# Task objective
Copy the news report on Storm Sandy below word for word, from its headline through its final sentence.

#### Excerpt provided ####

Storm Sandy: Eastern US gets back on its feet
Businesses and services in the north-eastern US are reopening after two days of closure forced by the storm, Sandy.
Flights have resumed to airports in New York. Some federal offices and schools were working on Wednesday, and Wall Street is trading again.
But many homes still have no power and more than 40 people are dead.
President Barack Obama, who has put campaigning on hold, is on his way to visit affected areas in New Jersey with Republican Governor Chris Christie.
Across the north-east, 6.2m homes and businesses are without power because of the storm, says the US Department of Energy.
New York Governor Andrew Cuomo said: "We have not seen damage like this in a generation."
He announced on Wednesday that partial subway service would begin running on Thursday.
At the Scene
Having removed himself from the election campaign to concentrate on the storm, President Obama will now see at first hand just how destructive Hurricane Sandy has been. He'll travel to Atlantic City where the Republican governor, Chris Christie - normally a fierce critic - will show him scenes of widespread destruction along the Jersey Shore.
They'll meet some of those who have lost homes, as well as the emergency teams who have been working around the clock since the weekend. Across several states, tens of thousands of people spent a second night in school gymnasiums, community centres and hotel rooms, with or without electricity.
In a converted detention centre in Teterboro, across the Hudson River from upper Manhattan, I found evacuees receiving food and a bed for the night, but anxious about their flooded homes. In the nearby communities of Little Ferry and Moonachie, the streets were dark, deserted and, in some places, still under water.
Limited service could restart on New York's Metro North and Long Island Rail Road services on Wednesday afternoon, he added.

#### Extracted records ####

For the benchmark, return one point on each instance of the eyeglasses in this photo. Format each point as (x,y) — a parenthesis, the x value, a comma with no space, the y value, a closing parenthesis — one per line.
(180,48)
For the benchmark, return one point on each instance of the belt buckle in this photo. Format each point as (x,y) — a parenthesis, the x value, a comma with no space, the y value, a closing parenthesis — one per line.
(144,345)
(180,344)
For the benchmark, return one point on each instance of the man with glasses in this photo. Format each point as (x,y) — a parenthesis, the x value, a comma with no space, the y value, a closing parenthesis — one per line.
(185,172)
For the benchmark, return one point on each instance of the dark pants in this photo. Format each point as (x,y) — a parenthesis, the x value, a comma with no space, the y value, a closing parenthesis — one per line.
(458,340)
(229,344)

####

# Output
Storm Sandy: Eastern US gets back on its feet
Businesses and services in the north-eastern US are reopening after two days of closure forced by the storm, Sandy.
Flights have resumed to airports in New York. Some federal offices and schools were working on Wednesday, and Wall Street is trading again.
But many homes still have no power and more than 40 people are dead.
President Barack Obama, who has put campaigning on hold, is on his way to visit affected areas in New Jersey with Republican Governor Chris Christie.
Across the north-east, 6.2m homes and businesses are without power because of the storm, says the US Department of Energy.
New York Governor Andrew Cuomo said: "We have not seen damage like this in a generation."
He announced on Wednesday that partial subway service would begin running on Thursday.
At the Scene
Having removed himself from the election campaign to concentrate on the storm, President Obama will now see at first hand just how destructive Hurricane Sandy has been. He'll travel to Atlantic City where the Republican governor, Chris Christie - normally a fierce critic - will show him scenes of widespread destruction along the Jersey Shore.
They'll meet some of those who have lost homes, as well as the emergency teams who have been working around the clock since the weekend. Across several states, tens of thousands of people spent a second night in school gymnasiums, community centres and hotel rooms, with or without electricity.
In a converted detention centre in Teterboro, across the Hudson River from upper Manhattan, I found evacuees receiving food and a bed for the night, but anxious about their flooded homes. In the nearby communities of Little Ferry and Moonachie, the streets were dark, deserted and, in some places, still under water.
Limited service could restart on New York's Metro North and Long Island Rail Road services on Wednesday afternoon, he added.